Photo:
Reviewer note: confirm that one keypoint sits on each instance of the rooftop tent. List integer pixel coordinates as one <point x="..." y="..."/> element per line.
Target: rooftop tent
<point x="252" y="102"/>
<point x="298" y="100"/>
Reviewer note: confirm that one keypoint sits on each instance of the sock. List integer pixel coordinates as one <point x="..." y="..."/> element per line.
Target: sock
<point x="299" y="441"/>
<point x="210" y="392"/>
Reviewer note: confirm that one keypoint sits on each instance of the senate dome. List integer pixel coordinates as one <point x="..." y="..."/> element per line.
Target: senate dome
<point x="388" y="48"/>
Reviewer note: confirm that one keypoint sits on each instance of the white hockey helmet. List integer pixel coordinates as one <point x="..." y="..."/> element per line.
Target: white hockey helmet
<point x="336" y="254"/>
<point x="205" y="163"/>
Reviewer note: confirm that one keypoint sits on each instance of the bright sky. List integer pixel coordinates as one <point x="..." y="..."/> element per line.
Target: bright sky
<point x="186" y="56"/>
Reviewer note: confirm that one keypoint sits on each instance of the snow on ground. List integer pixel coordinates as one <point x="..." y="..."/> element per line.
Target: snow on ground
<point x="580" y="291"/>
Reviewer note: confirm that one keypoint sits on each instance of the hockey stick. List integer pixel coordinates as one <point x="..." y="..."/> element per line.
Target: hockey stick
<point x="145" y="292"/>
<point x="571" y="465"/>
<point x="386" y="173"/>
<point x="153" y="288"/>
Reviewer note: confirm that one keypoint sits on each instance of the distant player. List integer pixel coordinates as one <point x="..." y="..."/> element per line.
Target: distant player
==*==
Please output every line of the records above as a JSON list of strings, one string per line, leaving out any blank lines.

[
  "Photo:",
  "Reviewer note: confirm that one keypoint sits on each instance of the rooftop tent. List integer pixel coordinates as one <point x=\"...\" y=\"...\"/> element per line.",
  "Target: rooftop tent",
  "<point x=\"252\" y=\"102\"/>",
  "<point x=\"298\" y=\"100\"/>",
  "Reviewer note: confirm that one keypoint sits on each instance of the sock. List integer pixel coordinates as one <point x=\"...\" y=\"...\"/> element per line.",
  "Target: sock",
  "<point x=\"299\" y=\"441\"/>",
  "<point x=\"210\" y=\"392\"/>",
  "Reviewer note: confirm that one keypoint sits on each instance of the senate dome. List integer pixel coordinates as one <point x=\"...\" y=\"...\"/> element per line.",
  "Target: senate dome",
  "<point x=\"388\" y=\"48\"/>",
  "Reviewer note: confirm that one keypoint sits on each instance of the white hockey helmet. List integer pixel coordinates as one <point x=\"...\" y=\"...\"/> element per line.",
  "Target: white hockey helmet",
  "<point x=\"336\" y=\"254\"/>",
  "<point x=\"205\" y=\"163\"/>",
  "Reviewer note: confirm that one keypoint sits on each instance of the bright sky. List integer pixel coordinates as one <point x=\"...\" y=\"...\"/> element per line.",
  "Target: bright sky",
  "<point x=\"186\" y=\"56\"/>",
  "Reviewer note: confirm that one keypoint sits on each instance of the snow on ground. List integer pixel coordinates as one <point x=\"...\" y=\"...\"/> element per line.",
  "Target: snow on ground",
  "<point x=\"580\" y=\"291\"/>",
  "Reviewer note: confirm that one keypoint sits on each instance of the hockey stick. List integer pixel coordinates as one <point x=\"...\" y=\"...\"/> element per line.",
  "Target: hockey stick",
  "<point x=\"145\" y=\"292\"/>",
  "<point x=\"571\" y=\"465\"/>",
  "<point x=\"386\" y=\"173\"/>",
  "<point x=\"153\" y=\"288\"/>",
  "Reviewer note: confirm that one keypoint sits on each instance of the distant player. List integer pixel coordinates as one <point x=\"...\" y=\"...\"/> element per line.",
  "Target: distant player"
]